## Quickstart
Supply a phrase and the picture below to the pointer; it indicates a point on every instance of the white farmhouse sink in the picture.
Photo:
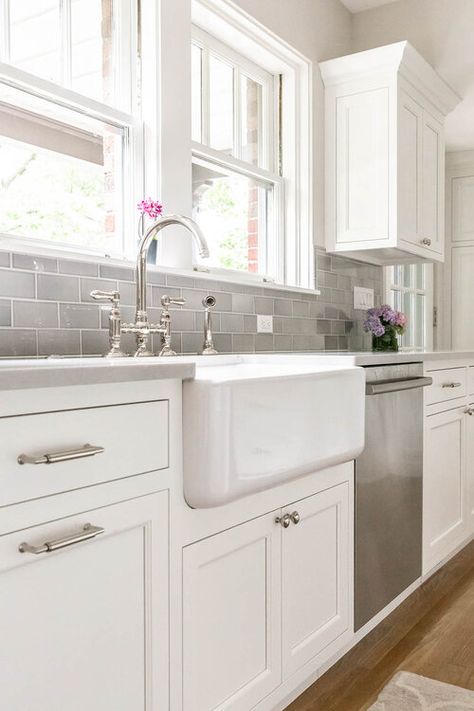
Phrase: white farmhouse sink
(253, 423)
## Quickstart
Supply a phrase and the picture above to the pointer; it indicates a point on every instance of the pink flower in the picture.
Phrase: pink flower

...

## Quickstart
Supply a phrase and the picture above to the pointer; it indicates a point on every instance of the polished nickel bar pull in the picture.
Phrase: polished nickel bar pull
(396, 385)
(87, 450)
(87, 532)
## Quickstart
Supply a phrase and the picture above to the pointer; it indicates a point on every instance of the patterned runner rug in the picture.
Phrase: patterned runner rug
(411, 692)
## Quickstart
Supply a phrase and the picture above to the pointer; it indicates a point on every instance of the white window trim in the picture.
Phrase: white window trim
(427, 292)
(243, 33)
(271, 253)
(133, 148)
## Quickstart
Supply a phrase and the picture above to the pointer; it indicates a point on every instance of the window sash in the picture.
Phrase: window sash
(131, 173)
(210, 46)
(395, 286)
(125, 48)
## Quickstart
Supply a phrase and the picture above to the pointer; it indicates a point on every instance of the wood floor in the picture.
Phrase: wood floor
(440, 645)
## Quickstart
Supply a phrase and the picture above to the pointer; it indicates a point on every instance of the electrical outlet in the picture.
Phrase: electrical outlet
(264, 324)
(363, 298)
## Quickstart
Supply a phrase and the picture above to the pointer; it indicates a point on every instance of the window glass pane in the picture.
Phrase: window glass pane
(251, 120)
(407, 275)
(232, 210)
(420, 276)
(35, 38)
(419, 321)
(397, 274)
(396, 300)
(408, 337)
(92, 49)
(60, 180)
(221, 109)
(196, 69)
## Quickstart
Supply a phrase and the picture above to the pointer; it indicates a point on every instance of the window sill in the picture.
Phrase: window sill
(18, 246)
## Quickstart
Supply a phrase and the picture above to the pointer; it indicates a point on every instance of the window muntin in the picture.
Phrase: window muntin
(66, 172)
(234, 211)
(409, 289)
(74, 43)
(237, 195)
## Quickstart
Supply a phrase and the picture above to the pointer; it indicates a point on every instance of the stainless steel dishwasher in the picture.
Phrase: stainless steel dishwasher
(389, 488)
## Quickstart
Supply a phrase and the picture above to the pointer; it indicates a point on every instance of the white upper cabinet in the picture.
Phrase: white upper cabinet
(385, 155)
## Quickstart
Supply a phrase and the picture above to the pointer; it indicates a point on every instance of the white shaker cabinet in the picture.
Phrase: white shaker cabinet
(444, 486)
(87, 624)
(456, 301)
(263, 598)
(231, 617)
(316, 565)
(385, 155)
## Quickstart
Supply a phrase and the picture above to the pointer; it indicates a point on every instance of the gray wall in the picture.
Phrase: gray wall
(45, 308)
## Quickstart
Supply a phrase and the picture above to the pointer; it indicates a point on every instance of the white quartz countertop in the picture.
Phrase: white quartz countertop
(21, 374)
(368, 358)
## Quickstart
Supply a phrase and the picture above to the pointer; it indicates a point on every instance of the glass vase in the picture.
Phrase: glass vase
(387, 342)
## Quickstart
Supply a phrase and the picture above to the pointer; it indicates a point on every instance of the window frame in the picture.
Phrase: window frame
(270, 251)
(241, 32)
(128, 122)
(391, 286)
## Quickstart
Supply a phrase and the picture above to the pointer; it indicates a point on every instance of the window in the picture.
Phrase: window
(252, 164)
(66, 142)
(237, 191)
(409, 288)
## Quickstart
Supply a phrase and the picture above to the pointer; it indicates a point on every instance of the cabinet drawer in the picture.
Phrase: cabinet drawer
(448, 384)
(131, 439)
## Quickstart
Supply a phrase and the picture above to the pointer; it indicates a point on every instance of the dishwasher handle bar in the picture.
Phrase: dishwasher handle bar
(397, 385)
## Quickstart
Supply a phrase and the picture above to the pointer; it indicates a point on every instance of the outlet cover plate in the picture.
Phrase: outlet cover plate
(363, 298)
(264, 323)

...

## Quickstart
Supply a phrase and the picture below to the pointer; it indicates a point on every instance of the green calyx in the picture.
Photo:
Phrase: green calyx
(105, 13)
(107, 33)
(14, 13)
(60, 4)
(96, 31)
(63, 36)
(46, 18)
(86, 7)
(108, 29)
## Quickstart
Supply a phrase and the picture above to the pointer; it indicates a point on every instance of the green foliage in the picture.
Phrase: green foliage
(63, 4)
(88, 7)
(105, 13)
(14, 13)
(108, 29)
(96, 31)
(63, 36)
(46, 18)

* _GIVEN TASK_
List every line of the entries above that contains the string "quartz". Case matters.

* _OUTPUT_
Supply a phrase and the picture above to the pointer; it indicates a point on every instance of the white quartz countertop in the picture.
Phrase: white quartz countertop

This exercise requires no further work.